→ Reading text
Start of Block

Jackson has been a frequent guest on radio and TV sports talk shows, and was regularly featured on ESPN's SportsCentury series.

In 2000 Jackson was commissioned by Nike to pen the first book about the company's contribution to basketball and sneaker culture with Sole Provider: 30 Years of Nike Basketball. Jackson stayed on with the company for five years as a content writer and copywriter before joining ESPN.

He began writing for ESPN.com on March 8, 2005, with his first article being a statement of his sporting views, entitled "Scoop's Manifesto". In 2006, upon his one-year anniversary with ESPN, he had a follow-up article stating what he had learned on the job. The article ended with him saying that he believes he is continuing Ralph Wiley's legacy, and stated that "I hope that I am doing him justice." Consequently, this article led to a feud with now former ESPN.com columnist Jason Whitlock, who criticized Jackson in an interview and called him a "bojangler" for portraying himself as the next Ralph Wiley. This led to Whitlock's firing from ESPN.

While writing for ESPN, he often campaigns against what he perceives as injustices against blacks in America. In a Jan 10th 2008 article entitled "Time for Tiger to roar," Jackson called for golfer Tiger Woods to show outrage over a comment a friend and golf announcer made during one of Tiger's matches. He also wrote an article entitled "The Willingham Question" in which he claims that Notre Dame exhibited racism in the firing of then-head football coach Tyrone Willingham.

During the 2008 World Series, Jackson found himself surrounded by controversy after writing a column about Tampa Bay Rays star B.J. Upton. Jackson argued that Upton (who is African-American) can be a role model to the black community because of his "propensity to be lazy". One writer for a Rays blog later said, "Could you imagine Scoop Jackson's reaction if Peter Gammons had written that paragraph? ... Good lord Scoop. We don't mean to yell, but did you eat paint chips when you were a kid? Of all the positive things Upton does on the baseball field that are worthy of emulating, Jackson picks laziness as why inner-city kids will gravitate to the Rays center fielder." His first contribution to ESPN The Magazine appeared in the May 8, 2006 issue titled "It's Time" which was a short article explaining why he was picking the New Jersey Nets to win the 2005-06 NBA championship. Having grown up with Tim Hardaway, he interviewed him for a column that appeared on ESPN.com on February 23, 2007, about Hardaway's comment, "I hate gay people."

End of Block

→ Work order 1
From the Scoop Jackson text, quote the part that starts with the words containing "While writing for" and ends with "coach Tyrone Willingham.".
→ Work order 2
According to the Scoop Jackson text, on what date did he begin writing for ESPN.com?
The items after this text aren't needed for anything here.

→ Stored data
Start of Block

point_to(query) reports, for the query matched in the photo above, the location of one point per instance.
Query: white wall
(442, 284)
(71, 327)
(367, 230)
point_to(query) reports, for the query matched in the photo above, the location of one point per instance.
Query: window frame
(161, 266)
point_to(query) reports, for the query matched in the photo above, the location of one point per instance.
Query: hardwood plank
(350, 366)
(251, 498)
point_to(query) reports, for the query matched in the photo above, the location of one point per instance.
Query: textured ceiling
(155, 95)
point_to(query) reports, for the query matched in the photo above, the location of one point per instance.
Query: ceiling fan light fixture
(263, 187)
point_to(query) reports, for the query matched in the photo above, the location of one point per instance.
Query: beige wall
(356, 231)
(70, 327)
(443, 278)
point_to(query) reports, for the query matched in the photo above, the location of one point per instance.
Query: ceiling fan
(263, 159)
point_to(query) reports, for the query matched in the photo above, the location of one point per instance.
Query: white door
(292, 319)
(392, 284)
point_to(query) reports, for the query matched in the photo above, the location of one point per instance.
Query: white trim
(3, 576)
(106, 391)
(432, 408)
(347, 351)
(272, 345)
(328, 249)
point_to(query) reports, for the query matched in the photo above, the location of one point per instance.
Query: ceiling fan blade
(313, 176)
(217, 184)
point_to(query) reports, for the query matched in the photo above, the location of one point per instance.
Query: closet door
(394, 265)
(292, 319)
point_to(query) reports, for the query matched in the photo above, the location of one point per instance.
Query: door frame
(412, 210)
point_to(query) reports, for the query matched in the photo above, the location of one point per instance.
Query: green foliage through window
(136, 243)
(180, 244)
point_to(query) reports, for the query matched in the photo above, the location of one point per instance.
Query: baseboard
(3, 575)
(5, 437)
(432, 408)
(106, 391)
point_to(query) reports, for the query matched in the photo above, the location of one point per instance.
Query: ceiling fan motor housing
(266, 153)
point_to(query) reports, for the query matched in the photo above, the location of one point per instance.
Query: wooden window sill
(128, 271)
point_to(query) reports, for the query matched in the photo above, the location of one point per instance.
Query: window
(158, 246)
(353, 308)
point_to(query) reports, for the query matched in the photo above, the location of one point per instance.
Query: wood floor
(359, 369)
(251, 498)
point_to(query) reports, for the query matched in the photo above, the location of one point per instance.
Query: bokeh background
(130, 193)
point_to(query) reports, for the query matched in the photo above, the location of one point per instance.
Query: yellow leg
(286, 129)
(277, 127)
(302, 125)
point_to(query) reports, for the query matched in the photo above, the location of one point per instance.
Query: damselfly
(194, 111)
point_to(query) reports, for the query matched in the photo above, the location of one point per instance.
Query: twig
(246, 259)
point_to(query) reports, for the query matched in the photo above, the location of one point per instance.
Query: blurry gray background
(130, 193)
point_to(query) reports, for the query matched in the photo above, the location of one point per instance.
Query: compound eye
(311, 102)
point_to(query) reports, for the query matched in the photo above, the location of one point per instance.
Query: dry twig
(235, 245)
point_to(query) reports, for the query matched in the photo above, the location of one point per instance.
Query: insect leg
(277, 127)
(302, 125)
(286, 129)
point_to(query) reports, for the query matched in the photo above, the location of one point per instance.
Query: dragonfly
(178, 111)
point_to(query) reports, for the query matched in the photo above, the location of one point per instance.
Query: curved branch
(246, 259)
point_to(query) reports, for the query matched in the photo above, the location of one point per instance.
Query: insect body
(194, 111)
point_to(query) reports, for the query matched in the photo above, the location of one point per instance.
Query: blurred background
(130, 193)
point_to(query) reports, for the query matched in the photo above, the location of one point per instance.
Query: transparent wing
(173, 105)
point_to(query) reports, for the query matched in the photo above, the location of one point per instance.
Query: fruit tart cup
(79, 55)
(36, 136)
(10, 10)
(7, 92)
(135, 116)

End of Block

→ Exercise output 1
While writing for ESPN, he often campaigns against what he perceives as injustices against blacks in America. In a Jan 10th 2008 article entitled "Time for Tiger to roar," Jackson called for golfer Tiger Woods to show outrage over a comment a friend and golf announcer made during one of Tiger's matches. He also wrote an article entitled "The Willingham Question" in which he claims that Notre Dame exhibited racism in the firing of then-head football coach Tyrone Willingham.

→ Exercise output 2
March 8, 2005